PROVIDED PASSAGE:

= = = = = = =

Let me start by saying they really ought to fire someone. This is an egregious breach of trust which causes second thoughts on the sharing of information, not only in private-public relationships but in nation-nation intelligence relationships.

My preference for the culprit is Leiter and here’s my thinking. Fielding didn’t do anything. Bagnal’s group is probably small and probably only needed one download then make copies from the disk. There were probably three people involved, Bangal, his assistant, and the gofer who the assistant told to download it. In that short a time frame they would have to have a bunch of meetings before they could decide what to do.

= = = = = = =

DATA TO EXAMINE:
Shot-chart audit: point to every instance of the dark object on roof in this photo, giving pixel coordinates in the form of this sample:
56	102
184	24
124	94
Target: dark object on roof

= = = = = = =

EXERCISE GOAL:
Continue the commentary about the leak and who should be fired, starting after its final sentence.

REPLY:
Leiter, on the other hand, has a rather large bureaucracy with lots of departments specializing in different aspects that would be put to work on this. Leiter told his secretary to distribute a notice to the relevant departments that this was available and to get on it right away. It’s possible the memo had some classified rating, though, in the rush there may have been no classification instructions, or they were sketchy. Once that occurred the flood gates opened. Each department head gave it to however many they thought needed it, say two project heads. If the classification system was included, it could have been dropped by one or more of them. Anyway, each project head may have a team that needs it. All have their own computer. The website url has now been passed around like a standard office a rumor after the Christmas party.

Once people get it, the concentration is on their work, not on maintaining secrecy. After all, there are hardly any secrets in a bureaucracy that deals with secrets everyday. That, in conjunction with the likelihood many got the impression “Hey it’s on the internet”, and there you have it, secrecy went right out the window.

Benjamin Franklin once said “Three people can keep a secret, if two of them are dead.” (John’s Bathroom Reader, 3rd Edition) Intelligence services can’t operate with office staffed by one worker and two corpses, so their mission statement ought to revise this to “A thousand people can keep a secret, if the last one who didn’t is in jail.”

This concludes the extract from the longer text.